Dataset items

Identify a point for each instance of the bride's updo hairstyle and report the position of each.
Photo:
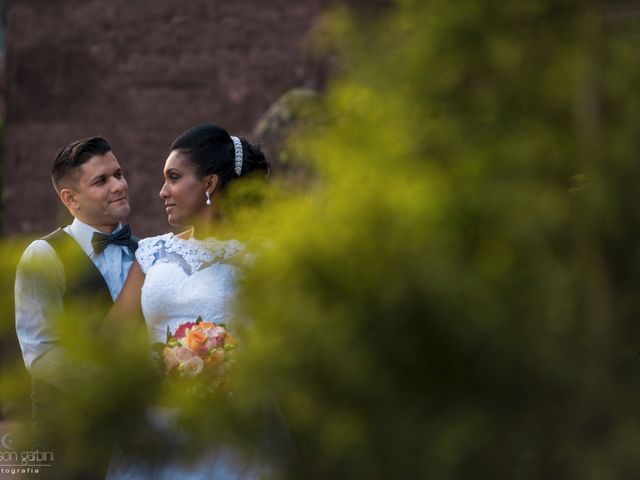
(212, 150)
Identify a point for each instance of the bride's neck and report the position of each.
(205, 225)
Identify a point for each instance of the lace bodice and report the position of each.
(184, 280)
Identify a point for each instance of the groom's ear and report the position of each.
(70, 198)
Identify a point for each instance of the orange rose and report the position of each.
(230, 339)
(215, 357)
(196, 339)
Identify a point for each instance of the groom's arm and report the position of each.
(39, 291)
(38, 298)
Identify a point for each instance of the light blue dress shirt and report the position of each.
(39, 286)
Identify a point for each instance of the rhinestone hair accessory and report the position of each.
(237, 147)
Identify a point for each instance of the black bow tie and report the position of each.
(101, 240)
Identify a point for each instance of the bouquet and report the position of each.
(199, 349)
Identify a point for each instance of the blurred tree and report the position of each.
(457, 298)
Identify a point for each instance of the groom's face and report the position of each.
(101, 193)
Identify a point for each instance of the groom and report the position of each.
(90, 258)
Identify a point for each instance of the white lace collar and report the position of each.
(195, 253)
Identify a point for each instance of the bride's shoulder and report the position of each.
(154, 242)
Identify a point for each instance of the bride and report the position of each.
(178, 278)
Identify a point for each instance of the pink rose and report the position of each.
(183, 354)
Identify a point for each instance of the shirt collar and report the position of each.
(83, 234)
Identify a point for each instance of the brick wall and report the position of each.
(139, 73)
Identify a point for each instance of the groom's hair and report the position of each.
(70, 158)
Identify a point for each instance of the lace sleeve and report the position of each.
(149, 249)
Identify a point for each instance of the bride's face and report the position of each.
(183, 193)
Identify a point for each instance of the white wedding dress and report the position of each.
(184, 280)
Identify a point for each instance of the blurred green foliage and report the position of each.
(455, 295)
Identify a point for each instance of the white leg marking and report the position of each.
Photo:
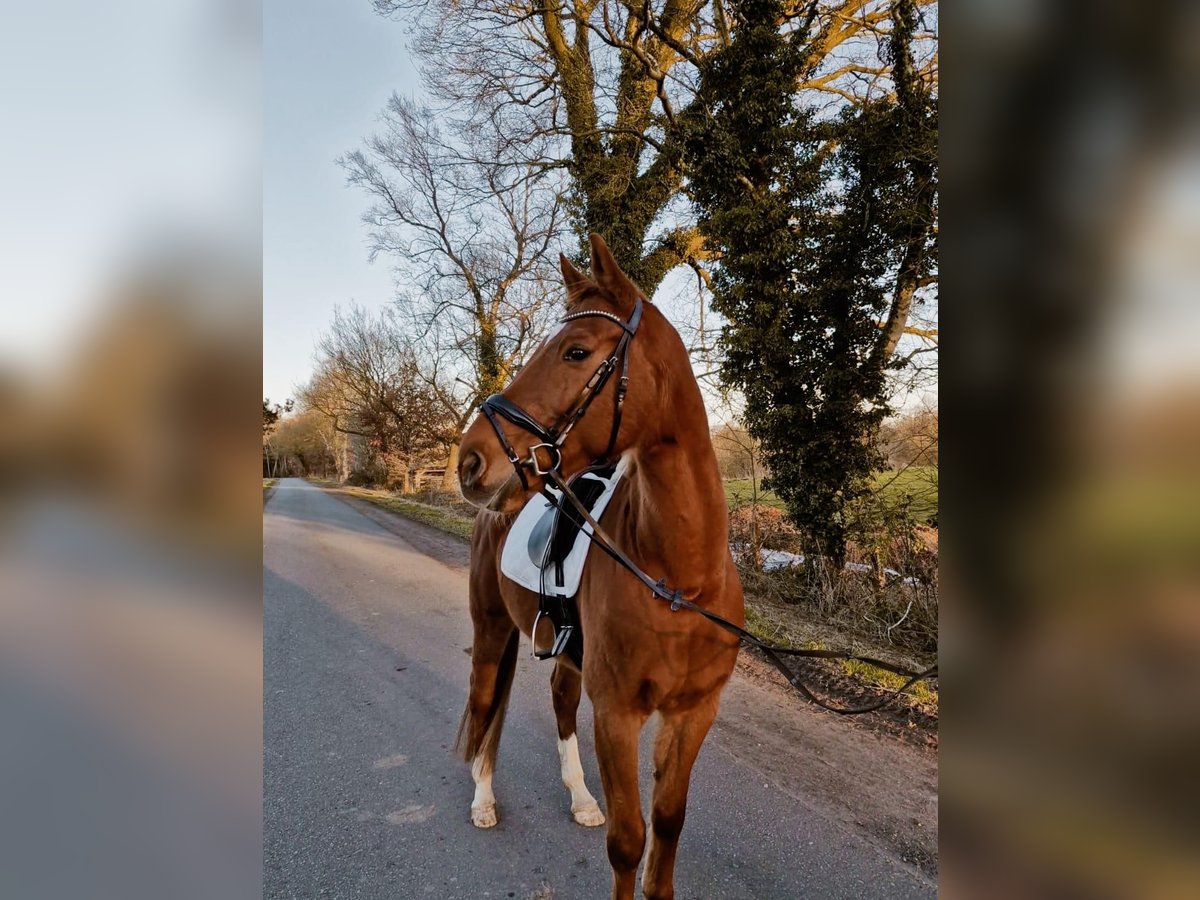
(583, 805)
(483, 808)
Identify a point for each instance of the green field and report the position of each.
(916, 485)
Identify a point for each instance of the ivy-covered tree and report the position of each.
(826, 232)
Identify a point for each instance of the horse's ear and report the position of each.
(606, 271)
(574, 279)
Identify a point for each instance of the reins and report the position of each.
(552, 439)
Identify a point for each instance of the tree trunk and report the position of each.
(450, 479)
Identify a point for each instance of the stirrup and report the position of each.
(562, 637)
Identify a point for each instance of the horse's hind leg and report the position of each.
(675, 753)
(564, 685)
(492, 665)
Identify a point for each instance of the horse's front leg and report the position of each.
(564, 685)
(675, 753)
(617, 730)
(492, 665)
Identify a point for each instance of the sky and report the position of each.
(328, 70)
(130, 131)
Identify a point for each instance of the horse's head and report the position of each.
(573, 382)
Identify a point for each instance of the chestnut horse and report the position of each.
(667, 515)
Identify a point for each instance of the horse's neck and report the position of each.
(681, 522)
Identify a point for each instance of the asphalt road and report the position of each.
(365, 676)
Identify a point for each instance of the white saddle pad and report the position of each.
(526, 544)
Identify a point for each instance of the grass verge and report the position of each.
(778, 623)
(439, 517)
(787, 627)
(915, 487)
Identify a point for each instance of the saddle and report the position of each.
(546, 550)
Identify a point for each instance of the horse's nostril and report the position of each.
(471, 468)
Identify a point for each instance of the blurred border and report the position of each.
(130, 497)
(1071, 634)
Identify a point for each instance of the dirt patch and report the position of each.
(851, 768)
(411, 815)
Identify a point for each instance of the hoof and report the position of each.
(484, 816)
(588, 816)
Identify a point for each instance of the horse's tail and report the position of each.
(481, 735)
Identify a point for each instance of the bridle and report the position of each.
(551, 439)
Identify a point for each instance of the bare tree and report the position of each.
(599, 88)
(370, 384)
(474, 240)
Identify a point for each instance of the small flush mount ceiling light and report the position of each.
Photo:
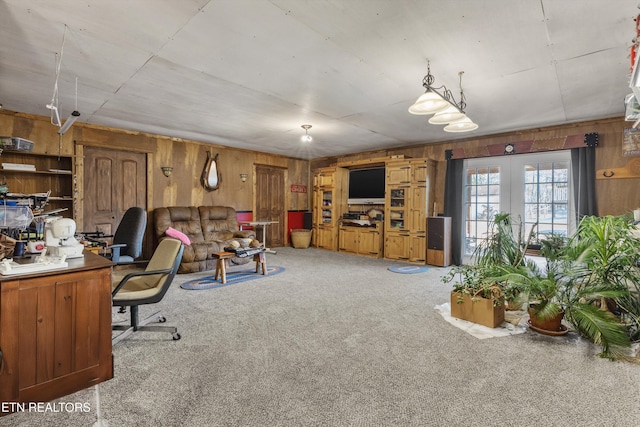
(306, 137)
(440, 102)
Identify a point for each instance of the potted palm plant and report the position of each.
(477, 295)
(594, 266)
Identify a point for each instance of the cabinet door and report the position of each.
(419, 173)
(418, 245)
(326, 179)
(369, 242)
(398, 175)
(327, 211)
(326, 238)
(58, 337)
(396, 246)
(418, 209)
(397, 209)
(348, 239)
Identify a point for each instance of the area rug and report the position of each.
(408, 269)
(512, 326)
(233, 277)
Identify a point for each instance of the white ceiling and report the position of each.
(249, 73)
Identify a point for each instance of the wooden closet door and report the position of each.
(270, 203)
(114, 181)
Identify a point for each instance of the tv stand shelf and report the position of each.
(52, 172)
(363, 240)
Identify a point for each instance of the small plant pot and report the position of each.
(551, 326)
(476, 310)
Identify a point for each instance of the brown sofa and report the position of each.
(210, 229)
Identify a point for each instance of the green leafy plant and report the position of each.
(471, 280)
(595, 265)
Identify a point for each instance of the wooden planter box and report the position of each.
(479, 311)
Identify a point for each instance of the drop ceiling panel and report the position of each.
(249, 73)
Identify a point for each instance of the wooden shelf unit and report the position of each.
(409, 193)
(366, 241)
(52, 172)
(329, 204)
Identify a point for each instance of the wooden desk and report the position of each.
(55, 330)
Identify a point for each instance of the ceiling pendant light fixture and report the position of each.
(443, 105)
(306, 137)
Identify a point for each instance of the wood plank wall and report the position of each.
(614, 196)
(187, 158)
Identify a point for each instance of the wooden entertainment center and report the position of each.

▶ Problem to work on
Take the line holding "Identify a point for each instance of the small plant" and all lines after it through the end of the data, and set them down exactly.

▶ Output below
Identify a point for each instance of the small plant pot and report the position of each.
(551, 326)
(476, 310)
Identify a point for each instance of the brown sofa and report the position of each.
(210, 229)
Identify a point for each instance of the green leafy plant and report the position of each.
(471, 280)
(595, 265)
Identify a point for each instance of the wooden planter box and report the position of each.
(479, 311)
Identify a point for each instance of the drop ceiling panel and report the position of each.
(249, 73)
Identify a point for each instance of the wooden shelf unit and report the position of each.
(409, 193)
(366, 241)
(52, 172)
(329, 204)
Identify a point for each instance of the wooden desk and report the position of each.
(55, 330)
Identify a point for each instance of the ceiling pendant light fixture and report the position of each.
(443, 105)
(306, 137)
Identify a point for each instance of the wood plank wall and report the position of each.
(614, 196)
(187, 158)
Identify a point for each instance of the wooden entertainment center and report the position of each.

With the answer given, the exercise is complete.